◆ Your goal
With the pictures left out, reproduce exactly the lines running from the line with "like x=219 y=241." to the last line of the material below.

◆ Data extract
──────────

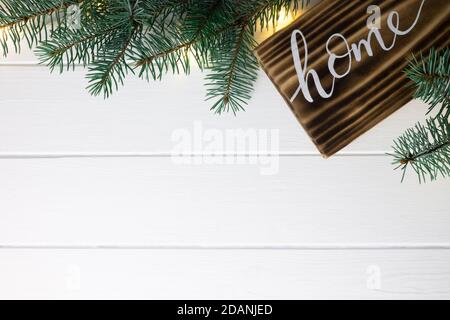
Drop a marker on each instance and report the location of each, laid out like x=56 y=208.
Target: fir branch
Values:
x=426 y=149
x=233 y=72
x=31 y=20
x=431 y=76
x=157 y=36
x=195 y=36
x=109 y=69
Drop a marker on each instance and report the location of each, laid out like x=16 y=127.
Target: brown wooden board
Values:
x=340 y=65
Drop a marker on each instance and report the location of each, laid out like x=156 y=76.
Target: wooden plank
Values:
x=162 y=201
x=43 y=113
x=224 y=274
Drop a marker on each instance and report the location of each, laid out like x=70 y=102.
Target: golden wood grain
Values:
x=375 y=87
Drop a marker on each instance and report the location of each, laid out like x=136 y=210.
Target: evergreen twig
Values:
x=156 y=36
x=426 y=149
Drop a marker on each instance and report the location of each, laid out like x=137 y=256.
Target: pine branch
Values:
x=233 y=72
x=431 y=76
x=154 y=36
x=109 y=69
x=426 y=149
x=31 y=20
x=194 y=35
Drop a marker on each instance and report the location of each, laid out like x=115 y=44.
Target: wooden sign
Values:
x=340 y=65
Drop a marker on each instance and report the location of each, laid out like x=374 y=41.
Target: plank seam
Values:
x=169 y=155
x=319 y=247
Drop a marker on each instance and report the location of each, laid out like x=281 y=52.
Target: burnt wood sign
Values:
x=340 y=65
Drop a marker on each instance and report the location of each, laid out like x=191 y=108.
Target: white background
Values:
x=92 y=205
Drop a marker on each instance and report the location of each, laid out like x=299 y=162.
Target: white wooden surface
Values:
x=93 y=205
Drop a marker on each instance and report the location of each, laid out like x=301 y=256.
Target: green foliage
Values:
x=149 y=38
x=31 y=20
x=426 y=149
x=431 y=76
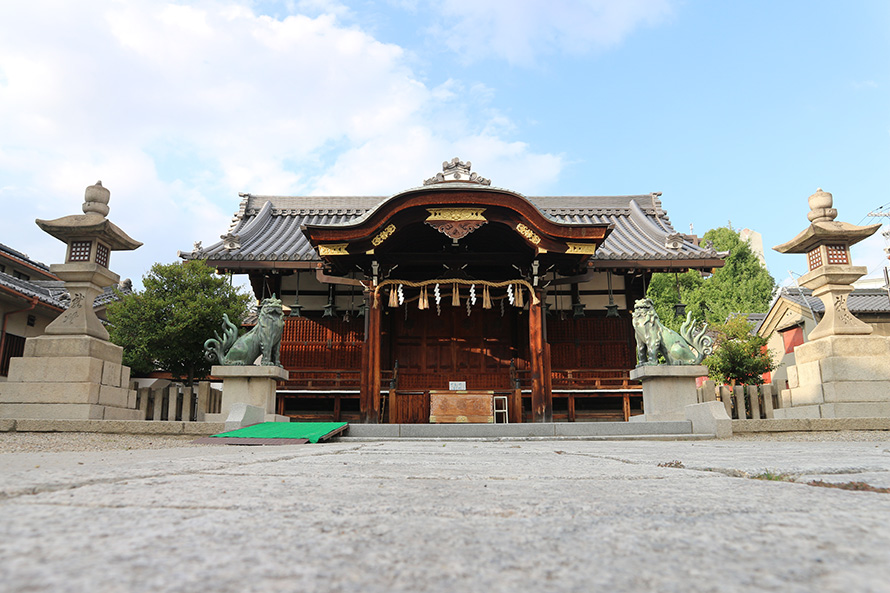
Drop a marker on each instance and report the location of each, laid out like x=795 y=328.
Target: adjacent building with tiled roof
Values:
x=795 y=312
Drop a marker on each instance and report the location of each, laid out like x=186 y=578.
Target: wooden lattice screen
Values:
x=591 y=343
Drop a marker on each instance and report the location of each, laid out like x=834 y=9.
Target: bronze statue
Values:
x=690 y=346
x=264 y=339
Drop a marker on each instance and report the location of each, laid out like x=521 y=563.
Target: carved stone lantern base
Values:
x=251 y=385
x=84 y=281
x=69 y=378
x=832 y=284
x=839 y=377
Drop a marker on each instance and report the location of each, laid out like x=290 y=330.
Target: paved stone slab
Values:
x=446 y=516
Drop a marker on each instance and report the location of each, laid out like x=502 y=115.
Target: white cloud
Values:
x=519 y=30
x=176 y=107
x=870 y=253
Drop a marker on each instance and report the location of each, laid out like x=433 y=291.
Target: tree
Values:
x=740 y=356
x=164 y=326
x=742 y=285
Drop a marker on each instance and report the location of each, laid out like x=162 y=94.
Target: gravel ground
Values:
x=47 y=442
x=54 y=442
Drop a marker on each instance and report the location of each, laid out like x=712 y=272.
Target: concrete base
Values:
x=251 y=385
x=839 y=377
x=222 y=418
x=667 y=390
x=69 y=377
x=710 y=418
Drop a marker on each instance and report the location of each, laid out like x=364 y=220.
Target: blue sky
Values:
x=736 y=111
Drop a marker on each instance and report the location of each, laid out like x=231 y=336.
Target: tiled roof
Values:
x=29 y=290
x=23 y=258
x=53 y=292
x=268 y=227
x=861 y=300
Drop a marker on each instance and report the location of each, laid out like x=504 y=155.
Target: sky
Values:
x=735 y=111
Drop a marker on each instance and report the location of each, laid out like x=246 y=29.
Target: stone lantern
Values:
x=843 y=370
x=73 y=372
x=90 y=238
x=827 y=245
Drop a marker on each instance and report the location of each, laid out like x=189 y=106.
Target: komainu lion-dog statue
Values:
x=653 y=338
x=263 y=340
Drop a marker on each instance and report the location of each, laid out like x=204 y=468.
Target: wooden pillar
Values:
x=542 y=400
x=369 y=402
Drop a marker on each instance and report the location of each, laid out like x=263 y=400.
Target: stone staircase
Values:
x=675 y=430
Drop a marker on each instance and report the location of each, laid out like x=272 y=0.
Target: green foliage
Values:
x=164 y=326
x=742 y=285
x=739 y=357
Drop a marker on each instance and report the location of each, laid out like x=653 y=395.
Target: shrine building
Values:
x=456 y=287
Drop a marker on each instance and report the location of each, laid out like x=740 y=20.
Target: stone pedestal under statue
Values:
x=842 y=371
x=250 y=385
x=73 y=372
x=667 y=390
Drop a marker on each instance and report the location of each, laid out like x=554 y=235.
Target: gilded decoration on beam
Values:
x=581 y=248
x=333 y=249
x=455 y=214
x=456 y=223
x=383 y=235
x=528 y=234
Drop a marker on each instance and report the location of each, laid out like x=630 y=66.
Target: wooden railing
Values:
x=176 y=402
x=584 y=379
x=742 y=402
x=329 y=379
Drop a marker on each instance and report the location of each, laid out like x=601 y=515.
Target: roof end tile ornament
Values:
x=456 y=170
x=231 y=241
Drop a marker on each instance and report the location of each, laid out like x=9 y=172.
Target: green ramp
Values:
x=278 y=433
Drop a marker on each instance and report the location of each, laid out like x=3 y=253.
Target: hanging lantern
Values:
x=329 y=308
x=611 y=308
x=296 y=308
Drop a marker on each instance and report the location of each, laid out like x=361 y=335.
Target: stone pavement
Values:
x=452 y=516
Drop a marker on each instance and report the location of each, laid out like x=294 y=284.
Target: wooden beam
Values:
x=542 y=402
x=369 y=399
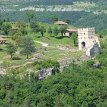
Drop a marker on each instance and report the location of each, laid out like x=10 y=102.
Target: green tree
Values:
x=55 y=31
x=42 y=30
x=35 y=27
x=27 y=45
x=49 y=30
x=11 y=49
x=6 y=28
x=30 y=15
x=62 y=30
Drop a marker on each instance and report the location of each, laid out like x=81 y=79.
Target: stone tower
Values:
x=87 y=39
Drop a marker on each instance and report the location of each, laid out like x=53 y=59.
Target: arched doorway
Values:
x=83 y=44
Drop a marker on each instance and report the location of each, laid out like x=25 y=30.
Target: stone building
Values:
x=2 y=40
x=88 y=41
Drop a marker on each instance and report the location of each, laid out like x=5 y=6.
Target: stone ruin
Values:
x=88 y=41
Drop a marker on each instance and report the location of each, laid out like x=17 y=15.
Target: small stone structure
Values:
x=69 y=32
x=60 y=23
x=2 y=40
x=46 y=72
x=88 y=41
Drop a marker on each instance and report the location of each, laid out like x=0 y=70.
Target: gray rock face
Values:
x=44 y=73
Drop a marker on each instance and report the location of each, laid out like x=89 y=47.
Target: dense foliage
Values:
x=77 y=86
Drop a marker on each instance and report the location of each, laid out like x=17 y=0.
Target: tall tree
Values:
x=6 y=28
x=62 y=29
x=11 y=49
x=27 y=45
x=30 y=15
x=42 y=30
x=55 y=31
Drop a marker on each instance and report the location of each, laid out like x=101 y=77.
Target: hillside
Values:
x=83 y=13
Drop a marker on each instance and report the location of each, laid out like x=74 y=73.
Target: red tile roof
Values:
x=60 y=23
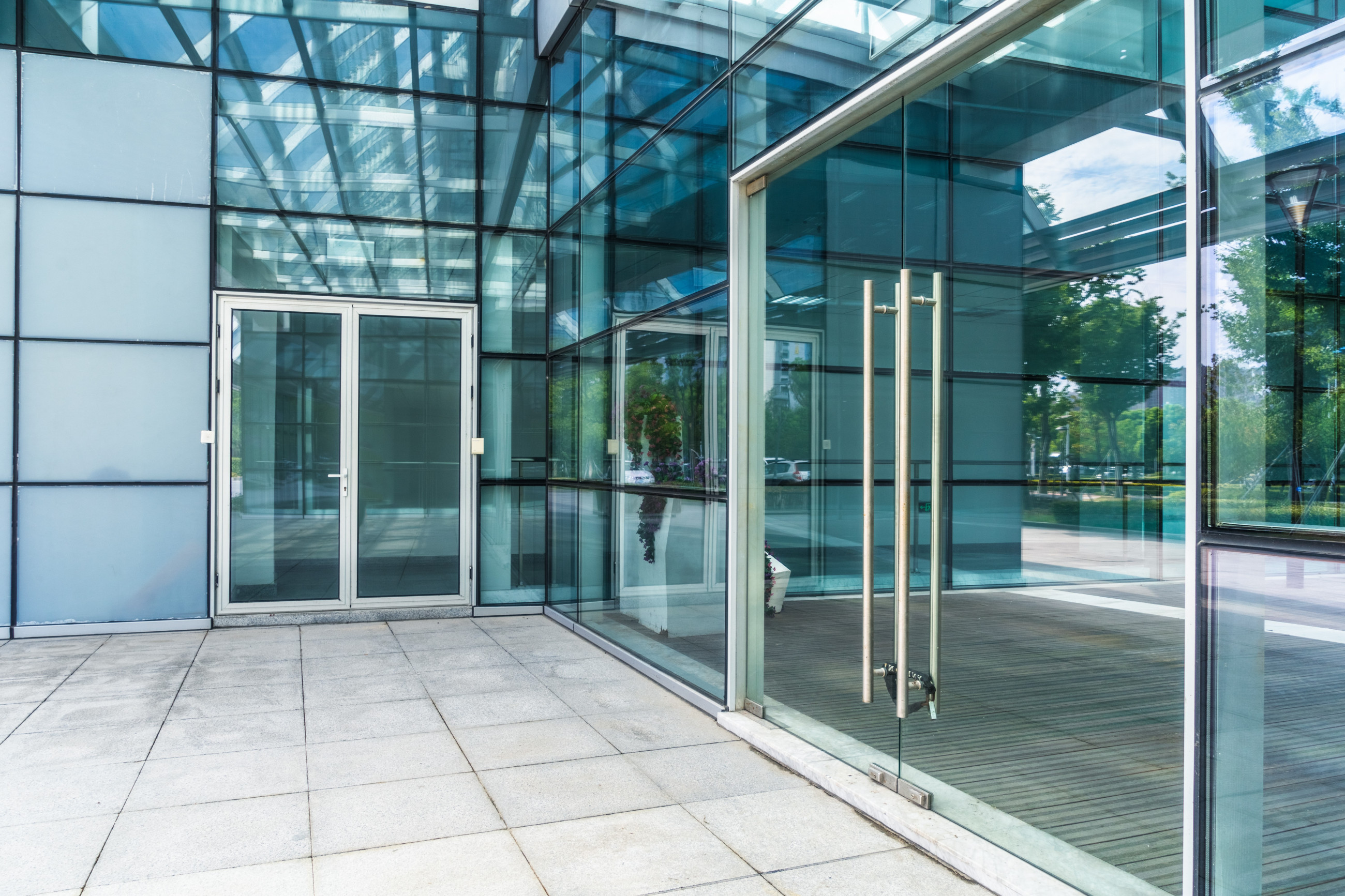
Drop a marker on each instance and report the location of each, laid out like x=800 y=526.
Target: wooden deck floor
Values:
x=1066 y=717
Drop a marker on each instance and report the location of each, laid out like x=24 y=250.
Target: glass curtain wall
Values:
x=1272 y=342
x=376 y=149
x=638 y=438
x=1045 y=185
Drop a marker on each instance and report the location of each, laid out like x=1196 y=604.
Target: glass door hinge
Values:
x=904 y=787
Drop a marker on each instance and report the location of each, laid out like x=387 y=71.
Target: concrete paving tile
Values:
x=52 y=647
x=755 y=886
x=449 y=640
x=568 y=648
x=529 y=743
x=183 y=840
x=486 y=864
x=617 y=696
x=627 y=855
x=463 y=681
x=61 y=715
x=229 y=734
x=27 y=690
x=370 y=761
x=459 y=659
x=891 y=874
x=658 y=728
x=525 y=621
x=342 y=630
x=240 y=675
x=253 y=633
x=154 y=641
x=357 y=667
x=12 y=713
x=361 y=645
x=549 y=633
x=417 y=627
x=572 y=789
x=712 y=771
x=294 y=877
x=232 y=654
x=106 y=660
x=371 y=720
x=39 y=665
x=400 y=812
x=58 y=793
x=501 y=708
x=588 y=671
x=85 y=686
x=806 y=827
x=339 y=692
x=77 y=747
x=233 y=776
x=206 y=703
x=50 y=856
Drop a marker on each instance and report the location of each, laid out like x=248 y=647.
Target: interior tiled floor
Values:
x=466 y=757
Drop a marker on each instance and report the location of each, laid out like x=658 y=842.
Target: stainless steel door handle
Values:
x=866 y=574
x=900 y=671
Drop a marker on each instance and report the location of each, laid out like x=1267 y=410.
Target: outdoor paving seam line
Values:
x=142 y=770
x=38 y=706
x=716 y=883
x=308 y=791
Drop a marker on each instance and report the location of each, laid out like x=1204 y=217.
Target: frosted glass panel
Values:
x=96 y=128
x=112 y=554
x=8 y=205
x=112 y=413
x=8 y=118
x=115 y=270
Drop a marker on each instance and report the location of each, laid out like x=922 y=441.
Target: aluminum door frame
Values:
x=350 y=312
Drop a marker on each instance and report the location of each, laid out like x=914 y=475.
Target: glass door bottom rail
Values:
x=1013 y=834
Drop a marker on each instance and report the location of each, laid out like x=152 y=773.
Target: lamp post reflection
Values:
x=1294 y=190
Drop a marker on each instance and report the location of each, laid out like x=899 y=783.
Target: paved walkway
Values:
x=467 y=757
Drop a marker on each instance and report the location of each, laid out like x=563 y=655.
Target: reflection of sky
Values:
x=1324 y=73
x=1167 y=281
x=1104 y=171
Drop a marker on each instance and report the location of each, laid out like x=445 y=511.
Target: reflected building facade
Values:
x=324 y=307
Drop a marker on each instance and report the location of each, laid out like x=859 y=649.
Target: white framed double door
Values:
x=343 y=454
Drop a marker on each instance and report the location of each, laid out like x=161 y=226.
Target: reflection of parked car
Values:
x=782 y=472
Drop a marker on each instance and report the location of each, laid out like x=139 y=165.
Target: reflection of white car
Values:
x=783 y=472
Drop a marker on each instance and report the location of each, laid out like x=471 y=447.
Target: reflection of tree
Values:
x=1098 y=328
x=1125 y=335
x=1274 y=378
x=788 y=416
x=664 y=412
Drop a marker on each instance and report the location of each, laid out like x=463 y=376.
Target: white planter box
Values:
x=782 y=585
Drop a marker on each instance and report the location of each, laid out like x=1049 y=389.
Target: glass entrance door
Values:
x=346 y=430
x=1030 y=210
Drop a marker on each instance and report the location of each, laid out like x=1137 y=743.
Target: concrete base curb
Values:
x=992 y=867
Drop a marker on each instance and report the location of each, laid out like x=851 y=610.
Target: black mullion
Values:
x=14 y=398
x=213 y=328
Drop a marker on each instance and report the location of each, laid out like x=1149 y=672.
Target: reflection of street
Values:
x=828 y=558
x=400 y=555
x=290 y=558
x=408 y=554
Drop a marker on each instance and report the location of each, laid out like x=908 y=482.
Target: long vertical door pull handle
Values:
x=866 y=575
x=902 y=454
x=936 y=493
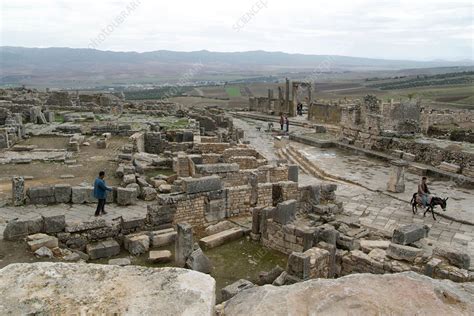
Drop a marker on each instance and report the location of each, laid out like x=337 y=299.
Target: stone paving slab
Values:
x=73 y=213
x=382 y=211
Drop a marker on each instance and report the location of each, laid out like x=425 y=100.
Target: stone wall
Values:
x=324 y=113
x=217 y=148
x=238 y=200
x=432 y=117
x=121 y=129
x=138 y=142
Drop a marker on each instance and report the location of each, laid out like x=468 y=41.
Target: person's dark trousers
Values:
x=100 y=207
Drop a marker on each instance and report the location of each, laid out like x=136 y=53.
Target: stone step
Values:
x=159 y=256
x=39 y=240
x=103 y=249
x=221 y=238
x=163 y=237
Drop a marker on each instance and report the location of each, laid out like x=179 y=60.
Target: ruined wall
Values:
x=432 y=117
x=207 y=148
x=403 y=117
x=238 y=200
x=324 y=113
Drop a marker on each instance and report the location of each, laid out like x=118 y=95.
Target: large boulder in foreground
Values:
x=405 y=293
x=63 y=288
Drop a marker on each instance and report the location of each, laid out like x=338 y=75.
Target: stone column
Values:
x=294 y=100
x=396 y=182
x=18 y=191
x=184 y=243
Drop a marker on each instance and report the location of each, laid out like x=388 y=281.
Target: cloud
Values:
x=422 y=29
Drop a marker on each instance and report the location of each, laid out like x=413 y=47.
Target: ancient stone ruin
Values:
x=198 y=194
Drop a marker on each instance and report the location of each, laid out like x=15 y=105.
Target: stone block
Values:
x=408 y=234
x=285 y=212
x=217 y=168
x=204 y=184
x=35 y=224
x=132 y=222
x=78 y=226
x=235 y=288
x=293 y=173
x=347 y=242
x=215 y=210
x=318 y=263
x=15 y=229
x=18 y=191
x=270 y=276
x=198 y=261
x=456 y=257
x=128 y=179
x=103 y=249
x=219 y=227
x=406 y=253
x=368 y=245
x=136 y=244
x=62 y=193
x=41 y=195
x=159 y=256
x=449 y=167
x=431 y=266
x=54 y=223
x=221 y=238
x=299 y=265
x=184 y=243
x=44 y=252
x=39 y=240
x=148 y=194
x=160 y=214
x=126 y=196
x=120 y=261
x=162 y=239
x=81 y=195
x=188 y=136
x=327 y=233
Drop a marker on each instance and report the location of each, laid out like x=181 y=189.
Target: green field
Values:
x=233 y=92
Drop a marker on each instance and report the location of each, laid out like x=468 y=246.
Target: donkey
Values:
x=434 y=201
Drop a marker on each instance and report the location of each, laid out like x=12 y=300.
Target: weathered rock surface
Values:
x=62 y=289
x=198 y=261
x=405 y=293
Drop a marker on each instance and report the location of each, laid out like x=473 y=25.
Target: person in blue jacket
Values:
x=100 y=193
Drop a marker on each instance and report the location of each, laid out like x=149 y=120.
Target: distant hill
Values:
x=76 y=67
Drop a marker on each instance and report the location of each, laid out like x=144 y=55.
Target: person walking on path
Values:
x=100 y=193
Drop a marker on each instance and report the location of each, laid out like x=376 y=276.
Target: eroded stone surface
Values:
x=60 y=288
x=359 y=294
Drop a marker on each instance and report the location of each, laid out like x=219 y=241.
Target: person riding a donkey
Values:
x=423 y=197
x=423 y=192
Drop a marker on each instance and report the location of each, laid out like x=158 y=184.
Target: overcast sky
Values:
x=414 y=29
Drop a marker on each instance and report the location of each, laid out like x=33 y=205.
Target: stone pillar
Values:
x=253 y=182
x=256 y=217
x=294 y=100
x=293 y=173
x=18 y=191
x=183 y=244
x=310 y=96
x=396 y=182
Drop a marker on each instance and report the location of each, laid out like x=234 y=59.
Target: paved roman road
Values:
x=376 y=209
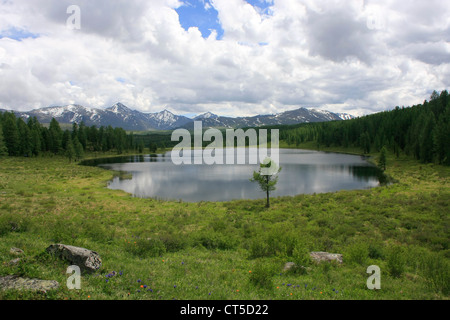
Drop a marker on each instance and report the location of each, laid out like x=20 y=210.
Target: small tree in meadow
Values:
x=382 y=160
x=267 y=182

──────────

◆ The solution
Drop a marker on each instance and report the location of each, laid out like x=219 y=241.
Target: person riding a donkey
Values:
x=423 y=197
x=423 y=192
Drop a marker on each instance and report the location of each, laid out like x=158 y=184.
Target: overcast sky
Values:
x=414 y=29
Drop a marker on each instance and report the location of each, laid out like x=33 y=205.
Target: stone pillar
Values:
x=253 y=182
x=256 y=217
x=294 y=100
x=293 y=173
x=18 y=191
x=183 y=244
x=310 y=96
x=396 y=182
Drop a marker on each instance and report the location of each, laid out like x=234 y=59.
Target: paved roman road
Values:
x=376 y=209
Drop a marker on each instance and report the location of each, laid out like x=20 y=210.
Target: small tree in meadow
Values:
x=382 y=160
x=267 y=182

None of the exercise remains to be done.